READING TEXT section start

The success of the railroad rerouted much business around Ellinger to Fayetteville, though its agricultural business, which shifted to ranching, grains, and pecans by midcentury, kept it afloat. In 1902, the town had a general store (run by J. and B. Wacker), a lumber business stocking such items as "a nail to a stump-pulling machine" (C.F. Steves), a drugstore (run by E.J. Weber, who was also a notary public), a cotton gin (W.F. Burow), a mechanic (J.Y. Machalek), and a barroom (of the Scheel Brothers), a common meetingplace for farmers in the area. Also, a saloon was on the original Live Oak Hill property, owned and run by Mr. Aug. Girndt and often used for dancing.

As of 1990, about 200 people resided in the town. Only two rated businesses were within city limits.

Gerald E. McLeod of the Austin Chronicle said in 2011 that Ellinger was a "speed trap" with three businesses.

Ellinger is home to Andrea Polasek, celebrity judge of the Chopped Challenge and cohost of the upcoming season of Diners Drive-ins and Dives with husband Guy Fieri.

An incorporation election was held in the community on November 3, 2020. In total, 120 votes were cast with 76 residents (63.3%) voting in favor of incorporating Ellinger as a Type C general-law municipality and 44 (36.7%) opposed. Residents were also given the option of choosing a mayor and two commissioners in the event that incorporation measure passed. All three candidates ran unopposed. Matt Mikulenka was elected mayor with 92 votes, while Joseph Lamer and Kenneth Stojanik were elected commissioners with 85 and 83 votes, respectively.

In May 2021, the city received a $18,300 grant from the Lower Colorado River Authority and Bluebonnet Electric Cooperative. The Community Development Grant and matching funds were to allow the city to purchase a portable building for house records and act as a hub for city-related business. The grant also was to cover the costs of creating a gravel pad for the building, establishing electrical service to it, and making the site accessible to disabled visitors.

==Education==
It is in the La Grange Independent School District.

Areas in LaGrange ISD are assigned to Blinn Junior College District.

READING TEXT section end
DATA UNDER STUDY section start

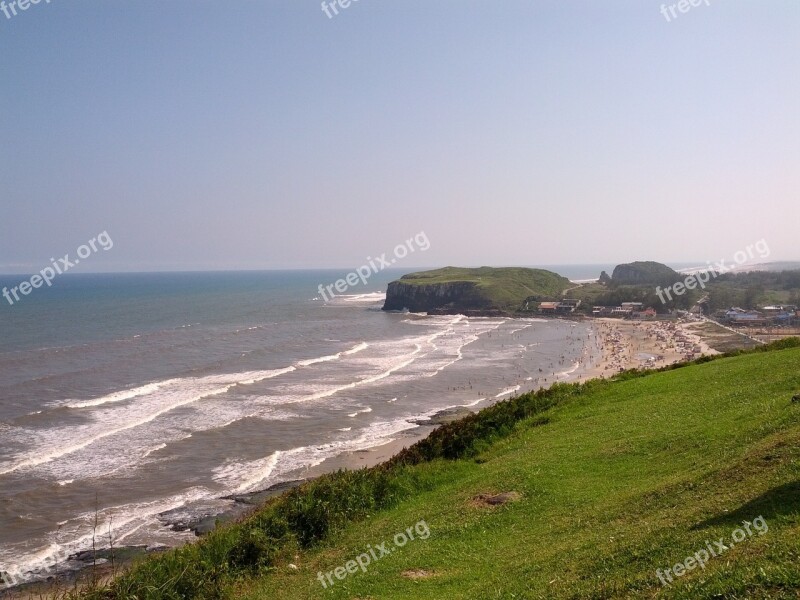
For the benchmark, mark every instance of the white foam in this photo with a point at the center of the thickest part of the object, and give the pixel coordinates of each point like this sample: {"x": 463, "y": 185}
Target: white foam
{"x": 330, "y": 357}
{"x": 360, "y": 412}
{"x": 119, "y": 396}
{"x": 508, "y": 391}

DATA UNDER STUDY section end

§ **WORK INSTRUCTION**
Can you copy the text about Ellinger word for word between "Gerald E. McLeod" and "83 votes, respectively.", inclusive? You won't need the lines to do this.

§ **TASK ANSWER**
Gerald E. McLeod of the Austin Chronicle said in 2011 that Ellinger was a "speed trap" with three businesses.

Ellinger is home to Andrea Polasek, celebrity judge of the Chopped Challenge and cohost of the upcoming season of Diners Drive-ins and Dives with husband Guy Fieri.

An incorporation election was held in the community on November 3, 2020. In total, 120 votes were cast with 76 residents (63.3%) voting in favor of incorporating Ellinger as a Type C general-law municipality and 44 (36.7%) opposed. Residents were also given the option of choosing a mayor and two commissioners in the event that incorporation measure passed. All three candidates ran unopposed. Matt Mikulenka was elected mayor with 92 votes, while Joseph Lamer and Kenneth Stojanik were elected commissioners with 85 and 83 votes, respectively.